Assignment: Could you reproduce the lines below from the one with "Target: ground cover vegetation" through the one with "Question. Provide the position of each instance of the large"? Keep both ends and add nothing.

Material for the task:
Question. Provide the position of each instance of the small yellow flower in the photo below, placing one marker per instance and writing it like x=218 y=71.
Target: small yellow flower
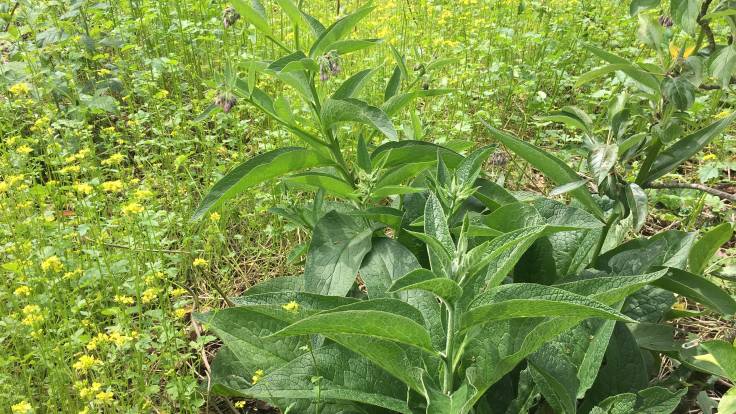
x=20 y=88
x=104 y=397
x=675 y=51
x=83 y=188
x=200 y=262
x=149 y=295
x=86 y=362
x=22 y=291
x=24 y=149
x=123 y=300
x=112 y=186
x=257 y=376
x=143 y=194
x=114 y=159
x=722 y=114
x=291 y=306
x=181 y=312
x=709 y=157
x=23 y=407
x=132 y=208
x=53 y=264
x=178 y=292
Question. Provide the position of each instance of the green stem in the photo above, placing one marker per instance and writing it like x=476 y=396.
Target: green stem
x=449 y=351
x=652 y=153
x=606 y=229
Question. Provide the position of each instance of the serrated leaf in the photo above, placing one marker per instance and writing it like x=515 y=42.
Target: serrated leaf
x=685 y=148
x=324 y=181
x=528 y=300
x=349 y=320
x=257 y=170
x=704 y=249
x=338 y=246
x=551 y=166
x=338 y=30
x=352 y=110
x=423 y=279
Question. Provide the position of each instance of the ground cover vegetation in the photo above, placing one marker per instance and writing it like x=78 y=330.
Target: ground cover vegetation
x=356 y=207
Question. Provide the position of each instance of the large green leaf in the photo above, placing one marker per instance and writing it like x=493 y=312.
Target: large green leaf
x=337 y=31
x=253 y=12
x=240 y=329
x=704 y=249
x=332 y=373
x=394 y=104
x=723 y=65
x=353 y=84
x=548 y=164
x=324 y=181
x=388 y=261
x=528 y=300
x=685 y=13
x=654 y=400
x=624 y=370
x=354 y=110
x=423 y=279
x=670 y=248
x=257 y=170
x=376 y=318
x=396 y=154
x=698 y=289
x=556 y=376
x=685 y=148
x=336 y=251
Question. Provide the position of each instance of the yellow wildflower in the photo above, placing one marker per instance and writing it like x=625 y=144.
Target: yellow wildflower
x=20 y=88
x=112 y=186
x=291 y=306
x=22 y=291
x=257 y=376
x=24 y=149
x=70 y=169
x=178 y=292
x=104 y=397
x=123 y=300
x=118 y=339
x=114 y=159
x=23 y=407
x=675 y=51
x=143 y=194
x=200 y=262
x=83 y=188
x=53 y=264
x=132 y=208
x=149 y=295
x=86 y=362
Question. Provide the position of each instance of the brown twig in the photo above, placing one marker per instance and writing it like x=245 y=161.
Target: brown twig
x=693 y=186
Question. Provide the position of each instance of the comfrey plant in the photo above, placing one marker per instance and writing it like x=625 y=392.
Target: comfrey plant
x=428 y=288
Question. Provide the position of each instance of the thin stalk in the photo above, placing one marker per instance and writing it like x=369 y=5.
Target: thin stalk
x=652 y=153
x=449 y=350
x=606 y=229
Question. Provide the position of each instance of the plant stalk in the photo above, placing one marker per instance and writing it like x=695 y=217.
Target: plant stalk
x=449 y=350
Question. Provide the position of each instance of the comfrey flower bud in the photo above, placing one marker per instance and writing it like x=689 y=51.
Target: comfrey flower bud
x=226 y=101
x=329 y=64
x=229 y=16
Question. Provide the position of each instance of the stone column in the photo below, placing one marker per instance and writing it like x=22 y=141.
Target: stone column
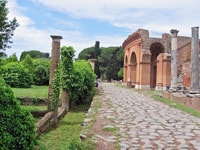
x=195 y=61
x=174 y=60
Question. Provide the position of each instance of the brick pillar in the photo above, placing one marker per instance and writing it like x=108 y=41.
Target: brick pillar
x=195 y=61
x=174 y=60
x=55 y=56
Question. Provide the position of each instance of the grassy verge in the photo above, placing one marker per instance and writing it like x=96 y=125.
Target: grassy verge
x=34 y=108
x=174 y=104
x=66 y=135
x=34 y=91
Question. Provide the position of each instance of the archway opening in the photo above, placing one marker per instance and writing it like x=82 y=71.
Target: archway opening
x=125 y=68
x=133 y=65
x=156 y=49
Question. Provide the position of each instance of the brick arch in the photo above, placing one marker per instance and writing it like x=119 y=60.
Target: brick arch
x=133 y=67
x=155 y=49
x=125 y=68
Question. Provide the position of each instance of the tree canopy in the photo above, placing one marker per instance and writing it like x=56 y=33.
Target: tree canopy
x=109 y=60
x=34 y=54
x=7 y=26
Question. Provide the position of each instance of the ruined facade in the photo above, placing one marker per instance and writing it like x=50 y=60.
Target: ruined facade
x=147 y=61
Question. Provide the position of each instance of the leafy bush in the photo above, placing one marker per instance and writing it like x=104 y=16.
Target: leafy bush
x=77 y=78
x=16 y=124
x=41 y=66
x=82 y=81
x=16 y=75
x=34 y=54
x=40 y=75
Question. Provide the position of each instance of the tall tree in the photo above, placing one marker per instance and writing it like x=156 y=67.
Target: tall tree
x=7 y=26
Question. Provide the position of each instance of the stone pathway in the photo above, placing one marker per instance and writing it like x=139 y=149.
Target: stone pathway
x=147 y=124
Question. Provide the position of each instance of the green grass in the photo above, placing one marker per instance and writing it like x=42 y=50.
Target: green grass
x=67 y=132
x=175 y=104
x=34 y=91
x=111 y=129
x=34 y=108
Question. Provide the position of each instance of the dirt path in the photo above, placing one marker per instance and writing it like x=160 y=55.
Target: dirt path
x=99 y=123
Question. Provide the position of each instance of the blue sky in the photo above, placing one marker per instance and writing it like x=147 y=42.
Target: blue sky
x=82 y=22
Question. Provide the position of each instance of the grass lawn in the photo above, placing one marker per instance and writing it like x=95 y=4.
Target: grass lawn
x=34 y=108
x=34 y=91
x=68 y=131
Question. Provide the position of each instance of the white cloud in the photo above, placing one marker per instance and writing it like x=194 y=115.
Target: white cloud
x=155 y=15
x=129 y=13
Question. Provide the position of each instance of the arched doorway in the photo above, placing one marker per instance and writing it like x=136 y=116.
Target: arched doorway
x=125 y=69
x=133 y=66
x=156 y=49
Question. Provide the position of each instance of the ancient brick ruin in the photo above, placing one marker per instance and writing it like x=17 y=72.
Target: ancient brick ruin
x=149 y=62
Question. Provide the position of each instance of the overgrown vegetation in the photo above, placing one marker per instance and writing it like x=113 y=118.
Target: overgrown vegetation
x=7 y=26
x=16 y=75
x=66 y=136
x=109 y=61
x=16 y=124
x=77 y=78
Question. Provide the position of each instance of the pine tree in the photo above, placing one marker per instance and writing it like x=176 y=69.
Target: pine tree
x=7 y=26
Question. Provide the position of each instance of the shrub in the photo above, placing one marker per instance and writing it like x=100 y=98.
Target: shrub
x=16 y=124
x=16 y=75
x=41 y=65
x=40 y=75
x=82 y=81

...

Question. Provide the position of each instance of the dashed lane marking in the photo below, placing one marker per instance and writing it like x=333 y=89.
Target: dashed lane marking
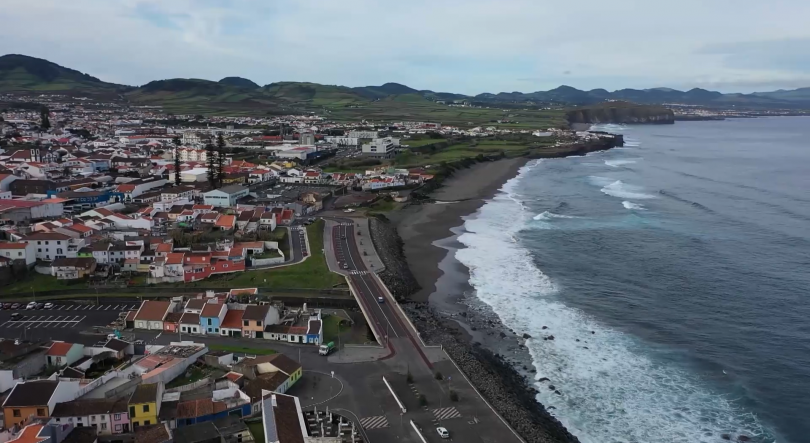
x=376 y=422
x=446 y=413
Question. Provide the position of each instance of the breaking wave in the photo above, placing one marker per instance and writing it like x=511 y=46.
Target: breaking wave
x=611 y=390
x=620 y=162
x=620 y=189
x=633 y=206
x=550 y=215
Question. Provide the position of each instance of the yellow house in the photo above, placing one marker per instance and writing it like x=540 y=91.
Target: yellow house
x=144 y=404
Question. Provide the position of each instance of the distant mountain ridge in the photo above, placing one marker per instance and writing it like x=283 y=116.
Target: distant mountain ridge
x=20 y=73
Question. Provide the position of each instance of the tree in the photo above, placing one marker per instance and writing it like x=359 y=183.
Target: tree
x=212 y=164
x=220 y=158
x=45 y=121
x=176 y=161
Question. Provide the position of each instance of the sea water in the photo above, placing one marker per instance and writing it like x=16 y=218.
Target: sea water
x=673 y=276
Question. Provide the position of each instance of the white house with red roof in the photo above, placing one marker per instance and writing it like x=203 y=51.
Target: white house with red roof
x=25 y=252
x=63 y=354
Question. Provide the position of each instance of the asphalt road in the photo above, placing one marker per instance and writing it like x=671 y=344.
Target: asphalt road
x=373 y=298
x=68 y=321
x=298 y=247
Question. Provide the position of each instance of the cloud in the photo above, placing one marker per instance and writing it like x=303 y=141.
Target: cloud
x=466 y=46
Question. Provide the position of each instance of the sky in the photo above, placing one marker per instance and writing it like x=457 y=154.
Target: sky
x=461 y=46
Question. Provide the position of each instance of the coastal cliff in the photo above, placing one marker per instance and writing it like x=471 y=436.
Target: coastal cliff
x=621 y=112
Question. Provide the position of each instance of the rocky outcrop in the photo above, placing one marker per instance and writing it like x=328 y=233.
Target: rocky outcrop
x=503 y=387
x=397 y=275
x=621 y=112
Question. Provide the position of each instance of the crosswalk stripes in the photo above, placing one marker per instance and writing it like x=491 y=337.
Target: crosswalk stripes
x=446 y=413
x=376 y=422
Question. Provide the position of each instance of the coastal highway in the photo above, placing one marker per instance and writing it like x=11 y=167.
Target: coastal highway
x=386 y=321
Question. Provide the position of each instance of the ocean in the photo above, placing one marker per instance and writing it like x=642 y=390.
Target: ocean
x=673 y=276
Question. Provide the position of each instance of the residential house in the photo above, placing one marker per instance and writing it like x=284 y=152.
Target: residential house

Exercise output:
Target: ground cover vegetation
x=356 y=207
Question. Provide the position of each instance of the large green leaf in the photo above, placing one marker per instance and writing it like x=493 y=312.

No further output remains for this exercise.